■ Text passage ■
>> start
The subject of choice and
being self-determined is important for helping kids buy into the Collaborative
problem solving model
As kids grow , and it can
be as little as 2 year old with their NO..s and teenagers in their attempts to gain independence , the
ability and the opportunity to make choices and exercise autonomy is important. Often because
their autonomy is thwarted in controlling schools they seek to reclaim it in
non- appropriate ways in the home or outside of school.
However when we look at
life there seems to be very little opportunity to exercise or generate choices.
Even as adults we are subject to the authority of a boss or at least in many
relationships we don't have individual choice but we make choices together with
spouses, family members, kids, fellow employees etc. So in the context of
family, community,work, friends etc , it seems clear that what must
occasionally be restricted is not choice but individual choice. Cooperation
opens up the way to so many more opportunities and choices despite the fact
that individual choice may be compromised in some areas. We need to talk in the
plural – we need to , or our problem , our choices. And even if we are pursuing our individual choices we
need to take into account the perspectives and concerns of others. We also take
into account the concerns of others because of who we are. As the Sage Hillel
said – if I am not for myself , who will be for me and if I am only for myself –
who am I ?
>> end
■ Extracted data ■
>> start
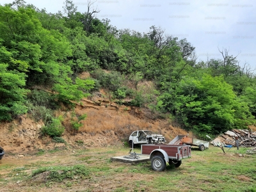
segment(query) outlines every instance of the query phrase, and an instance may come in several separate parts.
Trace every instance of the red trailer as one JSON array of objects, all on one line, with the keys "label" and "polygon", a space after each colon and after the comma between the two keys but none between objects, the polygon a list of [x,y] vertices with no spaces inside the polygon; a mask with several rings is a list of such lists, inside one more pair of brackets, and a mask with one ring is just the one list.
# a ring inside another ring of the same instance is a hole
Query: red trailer
[{"label": "red trailer", "polygon": [[155,171],[165,170],[166,163],[177,168],[181,159],[191,157],[191,146],[183,145],[151,144],[141,145],[141,154],[149,155]]}]

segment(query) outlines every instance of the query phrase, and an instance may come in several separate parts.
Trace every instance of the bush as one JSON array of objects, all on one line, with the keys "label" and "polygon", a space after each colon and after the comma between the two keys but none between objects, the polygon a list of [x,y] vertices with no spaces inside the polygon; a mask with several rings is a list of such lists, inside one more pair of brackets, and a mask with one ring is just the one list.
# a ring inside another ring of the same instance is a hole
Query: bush
[{"label": "bush", "polygon": [[50,123],[53,117],[53,111],[45,106],[34,106],[32,103],[27,102],[28,113],[36,122],[42,120],[45,125]]},{"label": "bush", "polygon": [[61,137],[53,137],[52,141],[55,143],[66,143],[66,141],[64,140],[63,138]]},{"label": "bush", "polygon": [[50,137],[60,137],[64,132],[65,128],[61,125],[62,117],[53,118],[51,123],[42,128],[42,132]]},{"label": "bush", "polygon": [[106,73],[103,70],[99,69],[92,73],[92,76],[98,79],[102,87],[112,92],[116,91],[124,82],[123,76],[116,71]]},{"label": "bush", "polygon": [[[77,120],[75,120],[75,116],[77,117]],[[81,122],[81,121],[84,120],[86,117],[86,114],[83,114],[82,115],[76,115],[74,111],[72,112],[71,118],[71,125],[74,134],[75,134],[79,130],[79,128],[83,126],[83,124]]]},{"label": "bush", "polygon": [[33,90],[28,95],[28,100],[35,106],[45,106],[46,108],[56,109],[59,105],[55,100],[55,97],[44,91]]}]

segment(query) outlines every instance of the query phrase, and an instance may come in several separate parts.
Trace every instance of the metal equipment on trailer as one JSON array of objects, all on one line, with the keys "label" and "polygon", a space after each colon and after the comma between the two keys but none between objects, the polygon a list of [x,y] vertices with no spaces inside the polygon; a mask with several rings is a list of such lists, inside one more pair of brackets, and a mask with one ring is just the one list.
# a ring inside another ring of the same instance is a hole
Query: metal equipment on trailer
[{"label": "metal equipment on trailer", "polygon": [[182,145],[151,144],[141,145],[141,154],[149,155],[151,166],[155,171],[165,170],[166,163],[179,167],[182,159],[191,157],[191,146]]},{"label": "metal equipment on trailer", "polygon": [[200,150],[204,150],[209,148],[209,142],[201,140],[188,137],[186,135],[178,135],[172,140],[168,144],[170,145],[190,145],[198,146]]}]

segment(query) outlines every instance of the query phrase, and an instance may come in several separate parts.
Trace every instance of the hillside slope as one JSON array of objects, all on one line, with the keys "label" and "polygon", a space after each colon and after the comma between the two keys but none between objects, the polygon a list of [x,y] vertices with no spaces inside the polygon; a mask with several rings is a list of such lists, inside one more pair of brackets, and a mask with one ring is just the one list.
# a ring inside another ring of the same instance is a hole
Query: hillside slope
[{"label": "hillside slope", "polygon": [[172,126],[166,120],[153,120],[154,114],[145,108],[119,106],[100,95],[81,100],[76,104],[75,112],[77,115],[86,113],[87,118],[83,120],[79,131],[74,134],[68,128],[71,112],[56,111],[58,115],[62,115],[65,118],[66,131],[62,138],[66,143],[56,143],[52,138],[42,135],[40,129],[44,123],[35,122],[27,115],[10,123],[1,123],[0,146],[6,154],[22,154],[56,147],[72,149],[124,145],[131,132],[137,129],[161,133],[168,142],[177,134],[188,134],[183,129]]}]

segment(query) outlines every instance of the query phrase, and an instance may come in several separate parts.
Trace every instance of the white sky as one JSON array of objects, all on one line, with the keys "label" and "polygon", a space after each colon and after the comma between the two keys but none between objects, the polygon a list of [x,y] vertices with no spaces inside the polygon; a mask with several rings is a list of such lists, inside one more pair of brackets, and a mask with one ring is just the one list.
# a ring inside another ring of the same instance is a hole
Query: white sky
[{"label": "white sky", "polygon": [[[0,4],[13,0],[0,0]],[[25,0],[47,12],[63,12],[65,0]],[[73,0],[84,13],[87,0]],[[92,2],[94,1],[92,0]],[[153,25],[167,35],[186,38],[196,47],[197,61],[221,58],[218,47],[237,56],[256,68],[256,1],[255,0],[97,0],[96,17],[108,18],[118,29],[129,28],[147,33]]]}]

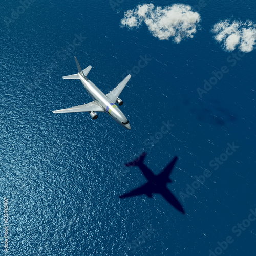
>> end
■ Directives ■
#1 Answer these from the passage on choice and collaborative problem solving:
(a) According to the passage, what do kids do when their autonomy is thwarted in controlling schools?
(b) In the context of family, community, work and friends, what does the passage say must occasionally be restricted?
(c) Whose saying is quoted at the end?
#2 Name everyone the passage on choice and collaborative problem solving lists as people with whom adults make choices together.
#3 Carry on the passage about choice and collaborative problem solving from its last sentence.

■ Task-by-task answers ■
#1
(a) They seek to reclaim it in non-appropriate ways in the home or outside of school.
(b) Not choice but individual choice.
(c) The Sage Hillel's.

#2 Spouses, family members, kids, fellow employees

#3
Kids' choice
will depend on maturity and level of development. We won't give car keys to a
child , put sugar and other unhealthy food on the table , allow unrestricted
and unsupervised screen time or no bedtime- sleep schedule because it is not developmentally appropriate
and does not serve or meet the developmental needs of kids. What kids want and desire does not mean that it
meets their true needs and is good for them . And it is for this reason that their
choices and autonomy must be limited and thwarted. However , we can invite kids
to participate in the decision making, generating choices and solving problems
in a collaborative way. In this way we support their autonomy ,set limits together with them and they thus learn to set limits for themselves, to take life principles and derive a limit
from the situation itself
We are often
told , that we don't have much choice and in the main the choice we do have is
how we respond to situations. Now we can respond in many ways – we can respond
in a way that we feel controlled, threatened,
no choice – we have to be compliant , if not we suffer the consequences
or we do something because of the prize , praise or some other extrinsic
motivation. We can be controlled by desires, wants, feelings of anxiety, being
controlled by the inside – the need to please , workaholic etc. Or we can respond in a way ,
that shows our autonomy , that we are authors of our actions and self-determined.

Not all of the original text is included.